• Excerpted text
Enforcement Undertakings enable businesses to address historical non-compliance under the Packaging Regulations, through a series of actions that ensure future compliance and a financial contribution to a suitable environmental project.

The aim of the Packaging Regulations is to reduce the amount of packaging waste that enters our landfill sites by requiring obligated businesses (producers) to contribute financially towards the recovery and recycling of packaging waste.

The Environment Agency is increasingly using this method of enforcement for cases to restore or enhance the environment, improve practices of the offending business and ensure future compliance with environmental requirements. However, we will continue to pursue prosecution where appropriate.

James Dymond, Director, Bradgate Park Trust, said:

The funding from the Enforcement Undertaking will be used to plant a new area of parkland tree planting in a field adjacent to our Hallgates car park. This will also include fencing, new hedgerows, field margins and interpretation.

Please report any environmental issues to the Environment Agency's 24-hour incident hotline on 0800 80 70 60.

The company has also paid the Environment Agency's administration, investigation and legal costs.

Notes

The regulation/s the company did not meet

The aim of the Packaging Regulations is to achieve a more sustainable approach to dealing with packaging materials by ensuring that businesses take responsibility for the packaging used in their operations. This in turn reduces the amount of packaging produced and the material going to landfill.

Trafalgar Scientific has acknowledged that by failing to comply with the regulations they avoided paying the Environment Agency's annual registration fees, and they did not fund the recovery and recycling of packaging waste

In the years 2012 - 2020: Regulation 40(1)(a) - a failure to register under the Producer of Responsibility Obligations (Packaging Waste) Regulations 2007.

In the years 2012 - 2020: Regulation 40(1)(b) - a failure to recover/recycle under the Producer of Responsibility Obligations (Packaging Waste) Regulations 2007.

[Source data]
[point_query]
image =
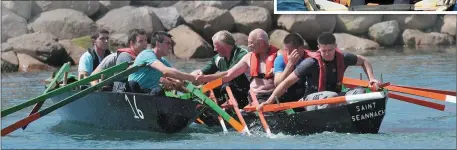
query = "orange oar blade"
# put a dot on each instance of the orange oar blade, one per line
(433, 95)
(452, 93)
(424, 103)
(211, 85)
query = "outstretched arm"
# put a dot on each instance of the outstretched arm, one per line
(366, 65)
(172, 72)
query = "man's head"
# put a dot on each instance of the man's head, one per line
(258, 41)
(293, 41)
(162, 43)
(100, 39)
(223, 43)
(137, 40)
(327, 45)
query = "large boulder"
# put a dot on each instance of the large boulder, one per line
(415, 37)
(413, 21)
(64, 23)
(169, 16)
(73, 50)
(248, 18)
(277, 38)
(268, 4)
(30, 64)
(207, 20)
(122, 20)
(308, 26)
(188, 5)
(106, 6)
(189, 44)
(9, 62)
(153, 3)
(21, 8)
(356, 23)
(41, 46)
(385, 33)
(449, 25)
(87, 7)
(241, 39)
(12, 25)
(351, 42)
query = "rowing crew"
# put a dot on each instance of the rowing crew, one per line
(290, 74)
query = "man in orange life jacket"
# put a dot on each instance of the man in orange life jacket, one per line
(324, 72)
(258, 63)
(285, 63)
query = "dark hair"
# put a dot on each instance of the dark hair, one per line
(95, 35)
(326, 38)
(159, 37)
(295, 39)
(134, 33)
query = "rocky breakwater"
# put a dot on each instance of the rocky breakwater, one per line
(42, 35)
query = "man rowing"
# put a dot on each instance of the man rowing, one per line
(324, 73)
(258, 63)
(94, 55)
(228, 54)
(286, 61)
(148, 79)
(137, 42)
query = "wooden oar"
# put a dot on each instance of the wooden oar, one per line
(261, 117)
(211, 85)
(424, 103)
(68, 100)
(452, 93)
(221, 121)
(206, 100)
(433, 95)
(232, 101)
(65, 68)
(107, 73)
(333, 100)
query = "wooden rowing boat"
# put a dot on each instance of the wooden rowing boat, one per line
(424, 5)
(129, 111)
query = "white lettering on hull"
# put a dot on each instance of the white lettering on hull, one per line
(140, 113)
(367, 115)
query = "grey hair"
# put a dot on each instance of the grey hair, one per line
(224, 36)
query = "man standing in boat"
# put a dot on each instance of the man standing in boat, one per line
(147, 79)
(228, 54)
(324, 73)
(286, 61)
(94, 55)
(258, 63)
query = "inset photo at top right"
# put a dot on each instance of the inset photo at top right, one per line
(365, 5)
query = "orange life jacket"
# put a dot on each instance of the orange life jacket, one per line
(284, 54)
(255, 63)
(127, 50)
(340, 68)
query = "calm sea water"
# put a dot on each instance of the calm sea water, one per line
(290, 5)
(405, 125)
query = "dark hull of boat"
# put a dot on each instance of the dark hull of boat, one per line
(350, 118)
(130, 111)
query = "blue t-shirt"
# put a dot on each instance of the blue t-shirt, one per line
(280, 65)
(147, 77)
(85, 63)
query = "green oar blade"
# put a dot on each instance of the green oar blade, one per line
(57, 77)
(107, 73)
(29, 119)
(206, 100)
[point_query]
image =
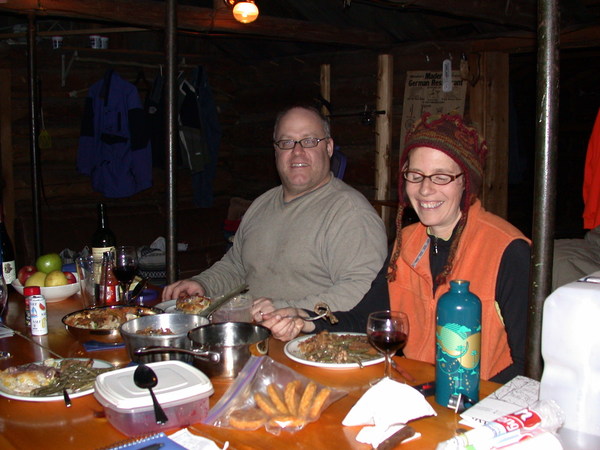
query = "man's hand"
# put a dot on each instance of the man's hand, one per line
(183, 288)
(287, 323)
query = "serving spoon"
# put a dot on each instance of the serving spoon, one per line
(145, 378)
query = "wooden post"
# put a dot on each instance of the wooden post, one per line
(488, 106)
(325, 81)
(8, 190)
(383, 132)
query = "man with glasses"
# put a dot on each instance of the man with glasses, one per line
(312, 239)
(441, 175)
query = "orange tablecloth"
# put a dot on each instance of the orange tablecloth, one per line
(29, 425)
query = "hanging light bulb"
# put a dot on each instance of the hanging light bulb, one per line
(244, 11)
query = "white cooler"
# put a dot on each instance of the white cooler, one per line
(571, 352)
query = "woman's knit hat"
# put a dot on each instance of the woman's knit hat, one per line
(461, 142)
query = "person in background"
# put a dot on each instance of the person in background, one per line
(455, 238)
(312, 239)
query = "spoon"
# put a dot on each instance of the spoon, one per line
(67, 398)
(145, 378)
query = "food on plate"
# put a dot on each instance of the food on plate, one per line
(104, 318)
(194, 304)
(284, 421)
(36, 279)
(24, 273)
(320, 399)
(56, 278)
(326, 347)
(21, 380)
(149, 331)
(291, 399)
(265, 404)
(306, 400)
(70, 277)
(323, 308)
(282, 406)
(247, 419)
(50, 377)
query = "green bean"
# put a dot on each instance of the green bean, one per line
(75, 377)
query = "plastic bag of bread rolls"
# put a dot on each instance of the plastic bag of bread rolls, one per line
(271, 395)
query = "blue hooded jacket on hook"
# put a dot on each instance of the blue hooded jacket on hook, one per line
(114, 148)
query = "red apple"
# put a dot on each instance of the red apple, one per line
(70, 277)
(24, 273)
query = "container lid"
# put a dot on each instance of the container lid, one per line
(176, 381)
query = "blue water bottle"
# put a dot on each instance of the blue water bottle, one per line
(458, 346)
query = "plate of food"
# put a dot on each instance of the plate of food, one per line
(194, 304)
(102, 323)
(339, 350)
(44, 381)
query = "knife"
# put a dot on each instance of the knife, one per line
(396, 438)
(220, 301)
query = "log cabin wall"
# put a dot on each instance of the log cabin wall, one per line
(248, 96)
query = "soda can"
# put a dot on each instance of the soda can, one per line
(38, 315)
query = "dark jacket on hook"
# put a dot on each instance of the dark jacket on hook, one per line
(113, 146)
(199, 134)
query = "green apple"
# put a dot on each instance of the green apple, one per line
(56, 278)
(49, 262)
(37, 279)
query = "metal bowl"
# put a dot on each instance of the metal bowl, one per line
(179, 324)
(108, 336)
(220, 350)
(234, 342)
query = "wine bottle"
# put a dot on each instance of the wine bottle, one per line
(109, 285)
(103, 240)
(7, 253)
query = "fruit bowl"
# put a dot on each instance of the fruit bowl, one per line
(55, 293)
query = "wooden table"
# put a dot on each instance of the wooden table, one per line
(29, 425)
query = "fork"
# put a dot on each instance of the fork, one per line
(307, 319)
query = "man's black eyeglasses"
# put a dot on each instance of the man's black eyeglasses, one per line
(288, 144)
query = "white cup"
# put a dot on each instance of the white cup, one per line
(95, 41)
(57, 42)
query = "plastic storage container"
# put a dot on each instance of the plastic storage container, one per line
(182, 391)
(571, 352)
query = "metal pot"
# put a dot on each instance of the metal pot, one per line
(232, 342)
(177, 324)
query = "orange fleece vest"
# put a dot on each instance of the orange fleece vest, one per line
(478, 257)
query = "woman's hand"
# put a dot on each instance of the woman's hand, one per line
(182, 288)
(285, 324)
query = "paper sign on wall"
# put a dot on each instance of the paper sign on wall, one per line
(423, 93)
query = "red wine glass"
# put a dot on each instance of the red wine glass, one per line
(3, 297)
(126, 263)
(387, 332)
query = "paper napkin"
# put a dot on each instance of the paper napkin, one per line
(384, 409)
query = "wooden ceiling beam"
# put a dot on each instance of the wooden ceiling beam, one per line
(150, 14)
(517, 13)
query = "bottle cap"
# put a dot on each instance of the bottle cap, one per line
(31, 290)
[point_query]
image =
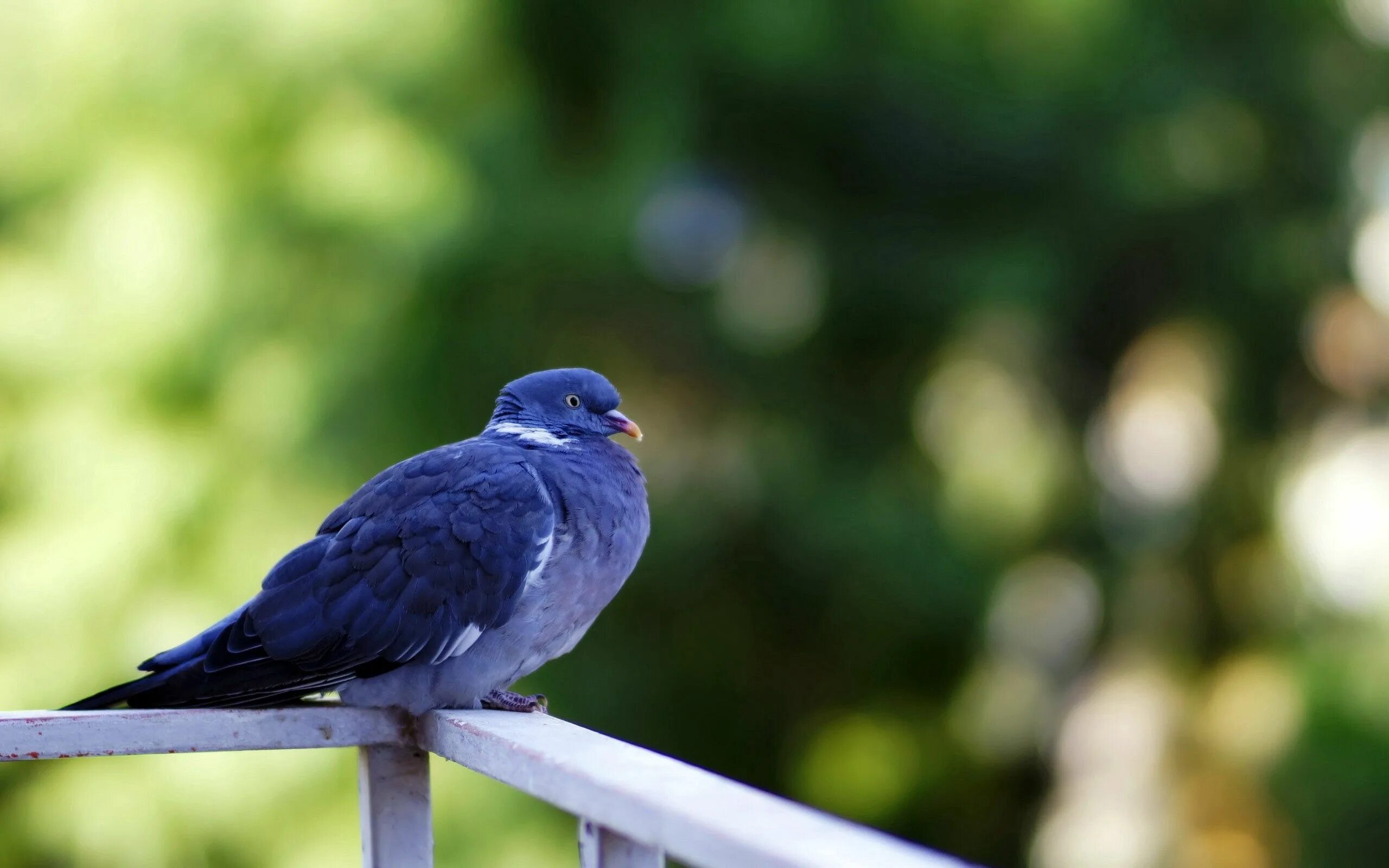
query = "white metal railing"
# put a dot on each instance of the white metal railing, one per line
(634, 805)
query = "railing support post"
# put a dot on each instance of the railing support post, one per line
(396, 827)
(602, 847)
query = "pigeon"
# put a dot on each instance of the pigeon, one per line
(443, 579)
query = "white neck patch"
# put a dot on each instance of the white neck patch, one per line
(532, 435)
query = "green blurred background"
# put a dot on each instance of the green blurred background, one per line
(1015, 380)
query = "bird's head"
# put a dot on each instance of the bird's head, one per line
(552, 406)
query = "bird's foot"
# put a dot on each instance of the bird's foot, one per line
(506, 700)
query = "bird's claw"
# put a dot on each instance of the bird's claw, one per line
(506, 700)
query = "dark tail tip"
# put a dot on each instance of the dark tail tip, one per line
(112, 696)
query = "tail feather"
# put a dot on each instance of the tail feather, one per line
(120, 693)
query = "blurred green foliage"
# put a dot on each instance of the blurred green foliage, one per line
(1016, 435)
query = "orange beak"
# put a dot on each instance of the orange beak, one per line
(621, 423)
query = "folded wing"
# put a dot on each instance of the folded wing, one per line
(415, 567)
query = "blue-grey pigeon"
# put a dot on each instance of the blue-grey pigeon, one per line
(445, 578)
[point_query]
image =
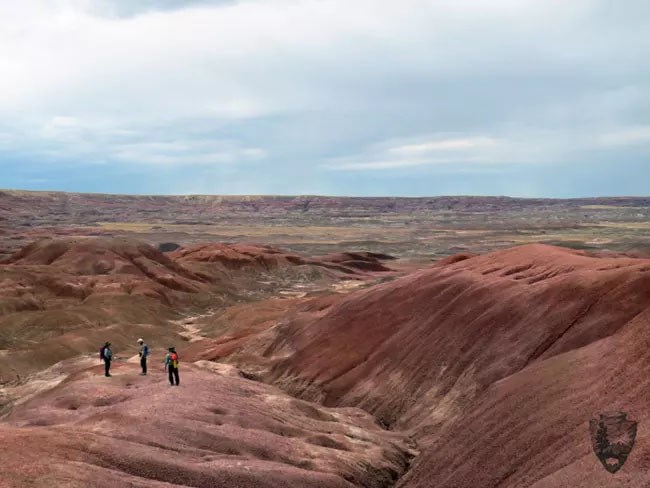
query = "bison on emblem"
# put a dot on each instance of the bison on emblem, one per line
(612, 436)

• Set of tasks
[1] In the packaging enforcement text, where will the new parkland tree planting paid for by the Enforcement Undertaking go?
[2] Write the next part of the packaging enforcement text, starting after its final sentence.
The rows have no connection to the packaging enforcement text.

• Exercise answers
[1] In a field next to the Hallgates car park.

[2]
If a business or organisation produces or uses packaging, or sells packaged goods, they may be classed as an obligated packaging producer.

Companies are an 'obligated' packaging producer' if they (or the UK group of companies they are part of) meet both of the following criteria:

  • handled 50 tonnes of packaging materials or packaging in the previous calendar year
  • have a turnover of more than £2 million a year (based on the last financial year's accounts)

What is an Enforcement Undertaking?

An Enforcement Undertaking is available to the Environment Agency (EA) as an alternative sanction to prosecution or monetary penalty for dealing with certain environmental offences. It is a legally binding voluntary agreement proposed by a business (or an individual) when the EA has reasonable grounds to suspect that an environmental offence has occurred.

Enforcement Undertakings for environmental offences were introduced under the Environmental Civil Sanctions (England) Order 2010 and the Environmental Civil Sanctions (Miscellaneous Amendments) (England) Regulations 2010.

Accepting an Enforcement Undertaking is always at the discretion of the EA but if accepted enables firms and individuals who have damaged the environment or operated outside of legislative requirements to offer to complete actions which will address the cause and effect of their offending, including making a payment to an appropriate environmental project.

EUs can be offered for offences including polluting rivers, breaching permit conditions designed to protect communities, or failing to register and comply with recycling/recovery obligations. The Environment Agency then carefully considers whether the actions offered by the offender are acceptable.

Why use Enforcement Undertakings?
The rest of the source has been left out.